** start MATERIAL PROVIDED **

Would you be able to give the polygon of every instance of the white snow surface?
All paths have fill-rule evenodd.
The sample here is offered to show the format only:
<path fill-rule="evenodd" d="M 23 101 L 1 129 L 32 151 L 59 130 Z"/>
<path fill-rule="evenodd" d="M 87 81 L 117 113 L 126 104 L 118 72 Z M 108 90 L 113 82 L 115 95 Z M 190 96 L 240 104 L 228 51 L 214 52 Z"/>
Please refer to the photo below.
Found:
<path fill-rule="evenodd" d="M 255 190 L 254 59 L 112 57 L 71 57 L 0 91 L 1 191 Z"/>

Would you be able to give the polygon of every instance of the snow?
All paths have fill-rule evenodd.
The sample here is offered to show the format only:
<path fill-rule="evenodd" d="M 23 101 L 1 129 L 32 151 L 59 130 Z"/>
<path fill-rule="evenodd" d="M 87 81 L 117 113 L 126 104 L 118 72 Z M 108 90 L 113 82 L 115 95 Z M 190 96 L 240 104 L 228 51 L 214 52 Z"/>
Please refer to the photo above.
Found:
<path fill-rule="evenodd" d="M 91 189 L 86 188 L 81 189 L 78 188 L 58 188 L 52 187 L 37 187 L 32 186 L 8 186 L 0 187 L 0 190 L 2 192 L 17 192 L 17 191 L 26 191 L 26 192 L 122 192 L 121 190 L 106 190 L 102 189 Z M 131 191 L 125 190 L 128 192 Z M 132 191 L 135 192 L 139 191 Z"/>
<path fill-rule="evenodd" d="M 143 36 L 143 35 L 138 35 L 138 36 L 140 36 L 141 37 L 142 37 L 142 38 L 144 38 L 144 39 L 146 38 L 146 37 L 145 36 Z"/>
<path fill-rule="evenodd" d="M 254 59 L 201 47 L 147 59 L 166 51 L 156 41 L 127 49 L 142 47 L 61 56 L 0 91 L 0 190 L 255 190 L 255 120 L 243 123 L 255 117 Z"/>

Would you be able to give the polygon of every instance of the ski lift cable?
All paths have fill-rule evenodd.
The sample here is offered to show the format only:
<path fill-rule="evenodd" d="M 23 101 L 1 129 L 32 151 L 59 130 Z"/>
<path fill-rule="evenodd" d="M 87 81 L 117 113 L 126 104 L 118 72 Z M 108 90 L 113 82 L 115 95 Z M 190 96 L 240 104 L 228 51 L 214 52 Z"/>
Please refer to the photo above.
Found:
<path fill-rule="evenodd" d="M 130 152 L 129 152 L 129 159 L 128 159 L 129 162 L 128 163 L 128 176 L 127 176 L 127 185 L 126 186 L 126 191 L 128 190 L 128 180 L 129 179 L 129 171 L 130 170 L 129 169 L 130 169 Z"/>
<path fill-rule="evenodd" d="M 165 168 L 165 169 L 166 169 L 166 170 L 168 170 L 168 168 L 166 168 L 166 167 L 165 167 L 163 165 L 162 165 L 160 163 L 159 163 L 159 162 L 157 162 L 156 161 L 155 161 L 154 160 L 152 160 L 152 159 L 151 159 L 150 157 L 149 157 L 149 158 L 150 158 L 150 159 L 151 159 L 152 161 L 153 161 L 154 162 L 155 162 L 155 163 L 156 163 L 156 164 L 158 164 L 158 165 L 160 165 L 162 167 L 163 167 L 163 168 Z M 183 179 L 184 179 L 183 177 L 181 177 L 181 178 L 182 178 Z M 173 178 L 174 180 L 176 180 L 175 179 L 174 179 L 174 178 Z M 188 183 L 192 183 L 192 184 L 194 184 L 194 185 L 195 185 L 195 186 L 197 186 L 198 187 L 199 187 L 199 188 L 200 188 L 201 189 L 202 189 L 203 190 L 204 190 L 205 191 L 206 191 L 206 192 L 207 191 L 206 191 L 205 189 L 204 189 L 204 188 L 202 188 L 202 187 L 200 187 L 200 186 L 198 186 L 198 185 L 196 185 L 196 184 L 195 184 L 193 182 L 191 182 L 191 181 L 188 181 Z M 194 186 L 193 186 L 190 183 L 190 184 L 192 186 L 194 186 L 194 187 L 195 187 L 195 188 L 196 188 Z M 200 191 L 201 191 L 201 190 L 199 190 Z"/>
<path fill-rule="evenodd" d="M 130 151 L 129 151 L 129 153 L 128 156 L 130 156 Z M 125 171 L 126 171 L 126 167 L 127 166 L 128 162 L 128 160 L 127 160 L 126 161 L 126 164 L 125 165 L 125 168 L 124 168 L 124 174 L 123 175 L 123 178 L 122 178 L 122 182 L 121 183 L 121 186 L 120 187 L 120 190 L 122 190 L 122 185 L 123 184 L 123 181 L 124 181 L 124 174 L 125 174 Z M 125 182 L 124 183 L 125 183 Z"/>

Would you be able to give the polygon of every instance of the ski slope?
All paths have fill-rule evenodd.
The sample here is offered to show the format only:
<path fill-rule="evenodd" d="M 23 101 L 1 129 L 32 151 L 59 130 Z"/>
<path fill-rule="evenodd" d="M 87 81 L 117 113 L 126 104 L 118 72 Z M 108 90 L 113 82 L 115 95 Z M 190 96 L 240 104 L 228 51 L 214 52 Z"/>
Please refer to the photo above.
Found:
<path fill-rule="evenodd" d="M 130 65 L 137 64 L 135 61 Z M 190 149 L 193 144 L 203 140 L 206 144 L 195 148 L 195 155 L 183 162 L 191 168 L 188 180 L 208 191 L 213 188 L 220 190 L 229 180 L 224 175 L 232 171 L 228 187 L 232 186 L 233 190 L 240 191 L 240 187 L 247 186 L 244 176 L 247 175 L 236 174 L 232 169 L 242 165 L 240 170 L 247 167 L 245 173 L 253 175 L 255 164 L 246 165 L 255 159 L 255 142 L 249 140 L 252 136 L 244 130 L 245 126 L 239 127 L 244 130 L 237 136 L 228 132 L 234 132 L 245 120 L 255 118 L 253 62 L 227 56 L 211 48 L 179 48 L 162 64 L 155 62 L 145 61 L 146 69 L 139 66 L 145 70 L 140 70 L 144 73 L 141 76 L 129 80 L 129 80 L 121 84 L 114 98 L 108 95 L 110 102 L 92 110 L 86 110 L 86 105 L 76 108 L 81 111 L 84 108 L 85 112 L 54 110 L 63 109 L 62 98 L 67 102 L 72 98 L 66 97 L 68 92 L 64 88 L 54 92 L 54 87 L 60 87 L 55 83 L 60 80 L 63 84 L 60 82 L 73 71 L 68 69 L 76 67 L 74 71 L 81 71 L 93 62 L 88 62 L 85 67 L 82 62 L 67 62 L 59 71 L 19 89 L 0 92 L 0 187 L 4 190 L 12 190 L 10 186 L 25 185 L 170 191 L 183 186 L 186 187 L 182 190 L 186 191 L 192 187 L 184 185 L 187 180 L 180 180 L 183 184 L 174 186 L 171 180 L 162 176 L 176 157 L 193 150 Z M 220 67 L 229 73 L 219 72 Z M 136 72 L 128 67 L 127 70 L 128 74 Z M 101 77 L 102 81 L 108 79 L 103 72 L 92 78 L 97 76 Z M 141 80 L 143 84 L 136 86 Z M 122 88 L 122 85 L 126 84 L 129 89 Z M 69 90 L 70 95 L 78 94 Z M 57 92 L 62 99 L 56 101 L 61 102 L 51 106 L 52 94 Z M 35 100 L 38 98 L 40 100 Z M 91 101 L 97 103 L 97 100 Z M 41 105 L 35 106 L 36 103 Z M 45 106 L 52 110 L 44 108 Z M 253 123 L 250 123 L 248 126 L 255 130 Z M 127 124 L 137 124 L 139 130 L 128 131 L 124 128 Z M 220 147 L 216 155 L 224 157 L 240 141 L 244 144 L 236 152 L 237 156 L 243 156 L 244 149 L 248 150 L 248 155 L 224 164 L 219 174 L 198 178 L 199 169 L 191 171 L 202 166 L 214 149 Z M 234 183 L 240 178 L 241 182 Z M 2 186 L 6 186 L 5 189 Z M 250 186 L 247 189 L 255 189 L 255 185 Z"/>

** end MATERIAL PROVIDED **

| EXERCISE TASK |
Locate every line in the entries above that contains the string "instance" and copy each such line.

| FULL OUTPUT |
Would you be able to give the polygon of every instance of the white snow surface?
Would you be able to give the polygon of every instance of the snow?
Would you be able to give the polygon of every instance of the ski lift cable?
Would you be able to give the polygon of every instance of the ski slope?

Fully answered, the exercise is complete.